**WHAT THE TASK REQUIRES:**
Please set out every line of the records below as a numbered list, omitting blank lines.

**RECORDS PROVIDED:**
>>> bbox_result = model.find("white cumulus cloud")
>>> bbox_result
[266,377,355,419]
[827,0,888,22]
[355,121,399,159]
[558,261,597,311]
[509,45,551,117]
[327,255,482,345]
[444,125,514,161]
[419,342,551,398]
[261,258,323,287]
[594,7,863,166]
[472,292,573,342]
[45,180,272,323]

**SOLUTION:**
1. >>> bbox_result = model.find("white cumulus cloud")
2. >>> bbox_result
3. [266,377,355,419]
4. [827,0,888,22]
5. [355,121,399,159]
6. [558,261,597,311]
7. [509,45,551,117]
8. [327,255,482,345]
9. [444,125,514,161]
10. [419,342,551,398]
11. [261,258,323,287]
12. [594,7,863,166]
13. [472,292,573,342]
14. [45,180,272,323]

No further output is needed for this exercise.